• [Excerpt provided]:
## Begin
FLRA has not offered much help to the party looking to extricate itself from unending IMs. While it wisely allowed arbitrators to retain jurisdiction to clarify, interpret or clerically correct an award, it threw the barn door wide open when it also said they can retain jurisdiction to oversee the implementation of remedies. AFGE and NIH, 61 FLRA 725 (2006) Does that allow arbitrators to award themselves quarterly oversight conferences to see how implementation is going on past violations as well as any future ones—without any pending actual dispute needing resolution? Does it permit the “evolution” of the original award as new implementation facts come to light, e.g. a miscalculation of the waiting period due to totally different facts than addressed in the prior grievance? Does it permit them to issue rulings declaring an agency not in compliance with their award and imposing enforcement sanctions?
Consequently, when faced with an arbitrator’s open-ended retention of jurisdiction the objecting party should raise a number of objections via exceptions.
First, attempt to get FLRA to clarify what it means when it says arbitrators can retain jurisdiction to “oversee the implementation” of an award. It should not mean they have jurisdiction over any future violations of the clause they interpreted, nor that they can enforce the contract retroactively beyond the contractual filing period for a grievance, e.g., 15 or 30 days. Neither should it include the right to correct violations of the same contract provision based on a different set of facts. For example, if the waiting period calculation period facts before the arbitrator involved unintentional record-keeping errors, can he also order correction of deliberate errors such as penalizing an employee for FMLA or USERRA leave periods? Finally, any effort to “enforce” an award by imposing procedural or substantive sanctions exceeds their authority. Failure to comply with an arbitration award is a ULP issue, which is a very different issue than asking an arbitrator to interpret a contract provision, regulation or law.
## End
• [What to produce]:
Print the passage above on arbitrators retaining jurisdiction to oversee award implementation, in full and word for word.

• [Material provided]:
## Begin
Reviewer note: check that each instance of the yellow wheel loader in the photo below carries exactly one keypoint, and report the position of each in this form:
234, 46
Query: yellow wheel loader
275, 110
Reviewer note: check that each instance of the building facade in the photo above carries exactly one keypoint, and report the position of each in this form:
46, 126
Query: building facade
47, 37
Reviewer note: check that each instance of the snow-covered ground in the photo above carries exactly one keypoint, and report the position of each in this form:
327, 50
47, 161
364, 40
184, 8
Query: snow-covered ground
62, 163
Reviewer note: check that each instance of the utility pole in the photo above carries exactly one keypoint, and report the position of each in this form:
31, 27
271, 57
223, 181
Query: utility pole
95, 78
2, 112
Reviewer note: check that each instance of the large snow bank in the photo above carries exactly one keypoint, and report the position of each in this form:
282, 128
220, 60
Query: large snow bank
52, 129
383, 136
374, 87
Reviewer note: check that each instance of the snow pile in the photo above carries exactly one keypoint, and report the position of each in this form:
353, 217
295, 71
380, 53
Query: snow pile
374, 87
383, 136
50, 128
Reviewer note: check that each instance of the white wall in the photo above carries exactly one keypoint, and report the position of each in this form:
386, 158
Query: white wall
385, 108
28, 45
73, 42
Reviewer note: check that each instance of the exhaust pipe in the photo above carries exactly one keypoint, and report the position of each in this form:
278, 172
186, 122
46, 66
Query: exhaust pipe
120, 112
## End
• [Solution]:
FLRA has not offered much help to the party looking to extricate itself from unending IMs. While it wisely allowed arbitrators to retain jurisdiction to clarify, interpret or clerically correct an award, it threw the barn door wide open when it also said they can retain jurisdiction to oversee the implementation of remedies. AFGE and NIH, 61 FLRA 725 (2006) Does that allow arbitrators to award themselves quarterly oversight conferences to see how implementation is going on past violations as well as any future ones—without any pending actual dispute needing resolution? Does it permit the “evolution” of the original award as new implementation facts come to light, e.g. a miscalculation of the waiting period due to totally different facts than addressed in the prior grievance? Does it permit them to issue rulings declaring an agency not in compliance with their award and imposing enforcement sanctions?
Consequently, when faced with an arbitrator’s open-ended retention of jurisdiction the objecting party should raise a number of objections via exceptions.
First, attempt to get FLRA to clarify what it means when it says arbitrators can retain jurisdiction to “oversee the implementation” of an award. It should not mean they have jurisdiction over any future violations of the clause they interpreted, nor that they can enforce the contract retroactively beyond the contractual filing period for a grievance, e.g., 15 or 30 days. Neither should it include the right to correct violations of the same contract provision based on a different set of facts. For example, if the waiting period calculation period facts before the arbitrator involved unintentional record-keeping errors, can he also order correction of deliberate errors such as penalizing an employee for FMLA or USERRA leave periods? Finally, any effort to “enforce” an award by imposing procedural or substantive sanctions exceeds their authority. Failure to comply with an arbitration award is a ULP issue, which is a very different issue than asking an arbitrator to interpret a contract provision, regulation or law.